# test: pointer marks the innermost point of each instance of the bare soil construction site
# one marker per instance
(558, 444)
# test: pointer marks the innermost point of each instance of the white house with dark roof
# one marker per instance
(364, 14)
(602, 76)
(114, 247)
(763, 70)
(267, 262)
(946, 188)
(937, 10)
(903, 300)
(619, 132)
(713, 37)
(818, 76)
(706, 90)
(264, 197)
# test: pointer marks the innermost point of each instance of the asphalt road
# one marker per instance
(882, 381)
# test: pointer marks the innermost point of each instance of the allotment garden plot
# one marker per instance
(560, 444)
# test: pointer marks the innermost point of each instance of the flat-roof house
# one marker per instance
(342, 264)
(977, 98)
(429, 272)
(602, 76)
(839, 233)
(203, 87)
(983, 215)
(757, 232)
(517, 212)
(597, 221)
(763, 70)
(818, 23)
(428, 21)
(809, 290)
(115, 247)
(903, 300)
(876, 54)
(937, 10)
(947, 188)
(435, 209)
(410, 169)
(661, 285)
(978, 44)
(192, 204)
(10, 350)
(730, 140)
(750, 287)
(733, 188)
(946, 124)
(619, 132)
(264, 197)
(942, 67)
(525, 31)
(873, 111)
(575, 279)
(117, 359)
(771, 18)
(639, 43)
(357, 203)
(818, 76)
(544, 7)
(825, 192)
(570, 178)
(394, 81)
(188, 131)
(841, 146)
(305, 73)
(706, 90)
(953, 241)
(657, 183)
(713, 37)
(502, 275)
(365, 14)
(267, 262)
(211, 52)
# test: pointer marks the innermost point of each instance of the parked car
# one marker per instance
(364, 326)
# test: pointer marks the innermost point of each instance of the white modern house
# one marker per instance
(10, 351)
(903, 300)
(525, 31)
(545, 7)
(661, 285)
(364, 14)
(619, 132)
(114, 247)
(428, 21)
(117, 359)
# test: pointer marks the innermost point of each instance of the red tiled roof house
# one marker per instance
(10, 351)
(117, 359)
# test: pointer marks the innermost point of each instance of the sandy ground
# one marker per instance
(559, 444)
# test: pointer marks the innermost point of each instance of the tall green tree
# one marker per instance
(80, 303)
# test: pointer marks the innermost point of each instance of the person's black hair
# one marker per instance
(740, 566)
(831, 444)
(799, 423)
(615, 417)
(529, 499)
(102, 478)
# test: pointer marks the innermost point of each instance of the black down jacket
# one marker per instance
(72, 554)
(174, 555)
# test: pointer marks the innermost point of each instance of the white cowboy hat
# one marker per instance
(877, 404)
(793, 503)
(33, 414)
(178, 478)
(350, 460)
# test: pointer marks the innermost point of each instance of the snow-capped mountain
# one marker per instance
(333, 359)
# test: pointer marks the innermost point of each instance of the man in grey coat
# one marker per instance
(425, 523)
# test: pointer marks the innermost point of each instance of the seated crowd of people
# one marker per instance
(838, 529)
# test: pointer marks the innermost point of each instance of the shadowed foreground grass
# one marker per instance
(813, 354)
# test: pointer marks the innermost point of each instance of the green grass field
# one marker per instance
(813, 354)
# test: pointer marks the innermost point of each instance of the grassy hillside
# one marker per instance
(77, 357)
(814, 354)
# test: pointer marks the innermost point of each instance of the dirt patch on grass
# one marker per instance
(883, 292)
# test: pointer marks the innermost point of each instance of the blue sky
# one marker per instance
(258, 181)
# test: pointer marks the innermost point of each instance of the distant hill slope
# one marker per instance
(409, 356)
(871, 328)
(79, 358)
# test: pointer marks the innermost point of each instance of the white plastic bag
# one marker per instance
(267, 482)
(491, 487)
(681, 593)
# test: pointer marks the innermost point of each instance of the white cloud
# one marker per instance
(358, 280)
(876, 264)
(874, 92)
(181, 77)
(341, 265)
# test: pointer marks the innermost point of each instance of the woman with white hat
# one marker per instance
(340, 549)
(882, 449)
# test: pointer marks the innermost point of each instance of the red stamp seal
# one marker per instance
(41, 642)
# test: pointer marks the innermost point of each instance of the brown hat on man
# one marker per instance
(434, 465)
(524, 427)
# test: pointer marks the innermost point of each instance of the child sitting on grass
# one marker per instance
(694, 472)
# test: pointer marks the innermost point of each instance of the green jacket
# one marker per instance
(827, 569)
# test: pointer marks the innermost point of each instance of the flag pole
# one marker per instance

--

Request ▸ Each entry above is to be quoted exactly.

Answer below ▸
# test: pointer marks the innermost point of each instance of the bare soil construction site
# one marker per instance
(558, 444)
# test: pointer marks the innermost point of each instance of the white house with dark roof
# one marker per instance
(364, 14)
(602, 76)
(114, 247)
(763, 70)
(267, 262)
(946, 188)
(937, 10)
(903, 300)
(619, 132)
(713, 37)
(818, 76)
(706, 90)
(264, 197)
# test: pointer marks the innermost point of each instance of the asphalt road
# one marker per instance
(882, 381)
# test: pointer marks the innermost point of each instance of the allotment garden plot
# one marker per instance
(560, 444)
# test: pointer marks the innermost point of each instance of the flat-roof house
# one marker per instance
(342, 264)
(977, 98)
(429, 272)
(602, 76)
(839, 233)
(203, 87)
(983, 215)
(757, 232)
(517, 212)
(597, 221)
(763, 70)
(818, 23)
(428, 21)
(809, 290)
(115, 247)
(903, 300)
(876, 54)
(937, 10)
(947, 188)
(435, 209)
(410, 169)
(661, 285)
(978, 44)
(192, 204)
(10, 350)
(730, 140)
(750, 287)
(733, 188)
(946, 124)
(619, 132)
(264, 197)
(942, 67)
(525, 31)
(873, 111)
(575, 279)
(117, 359)
(771, 18)
(639, 43)
(357, 203)
(818, 76)
(544, 7)
(825, 192)
(570, 178)
(394, 81)
(188, 131)
(841, 146)
(305, 73)
(706, 90)
(953, 241)
(657, 183)
(713, 37)
(502, 275)
(365, 14)
(267, 262)
(211, 52)
# test: pointer marks the innermost point of each instance of the parked car
# one marker per instance
(364, 326)
# test: pointer marks the innermost point of each instance of the white modern house
# one marker per instance
(10, 351)
(903, 300)
(525, 31)
(545, 7)
(661, 285)
(364, 14)
(619, 132)
(114, 247)
(428, 21)
(117, 359)
# test: pointer marks the innermost point of each instance of the red tiled roof house
# one marker per instance
(10, 351)
(117, 359)
# test: pointer marks the innermost point of each instance of the sandy ground
# one marker per instance
(559, 444)
# test: pointer marks the innermost point of each instance of the tall green tree
# one marker per instance
(80, 303)
# test: pointer marks the innermost point of each instance of the person's black hair
# one marker per instance
(740, 566)
(831, 444)
(799, 423)
(615, 417)
(529, 499)
(102, 478)
# test: pointer marks the innermost point of each instance of the black down jacket
# one marker per instance
(72, 554)
(174, 555)
# test: pointer marks the innermost point of each instance of the white cowboy hat
# one marker per instance
(877, 404)
(793, 503)
(33, 414)
(178, 478)
(350, 460)
# test: pointer marks the innermost point of each instance of the snow-capped mountain
# one marker per instance
(333, 359)
# test: pointer marks the innermost point of each instance of the man in grey coat
# one marker per instance
(425, 523)
# test: pointer marks the innermost point of each instance of the seated crowd of people
# one marker per instance
(838, 529)
# test: pointer marks the innermost point of each instance of the shadowed foreground grass
# one marker per instance
(813, 354)
# test: pointer marks the innermost point of each instance of the green grass field
# one marker per instance
(813, 354)
# test: pointer marks the innermost point of each instance of the grassy hillside
# one marker per instance
(77, 357)
(814, 354)
# test: pointer marks the innermost point of each instance of the dirt patch on grass
# one marker per instance
(883, 292)
# test: pointer marks the innermost point of each instance of the blue sky
# one marker per instance
(258, 181)
# test: pointer marks the innermost point of each instance of the distant hill slope
# one marker per instance
(409, 356)
(871, 328)
(79, 358)
# test: pointer marks the innermost point of each instance of the white plastic bag
# one marker per instance
(267, 482)
(491, 487)
(681, 593)
# test: pointer marks the innermost point of each instance of the white cloud
# one marker per instance
(358, 280)
(876, 264)
(874, 92)
(181, 77)
(341, 265)
# test: pointer marks the innermost point of each instance of the woman with white hat
# one marker per instance
(340, 549)
(882, 449)
# test: pointer marks the innermost point of each instance of the red stamp seal
# one marker per instance
(41, 642)
# test: pointer marks the innermost point of each instance of the brown hat on man
# one marker per instance
(434, 465)
(524, 427)
# test: pointer marks the innermost point of each instance of the child sitting on grass
# one marker per instance
(694, 472)
# test: pointer marks the innermost point of each instance of the green jacket
# one marker per instance
(827, 569)
# test: pointer marks the innermost point of each instance of the flag pole
# one marker per instance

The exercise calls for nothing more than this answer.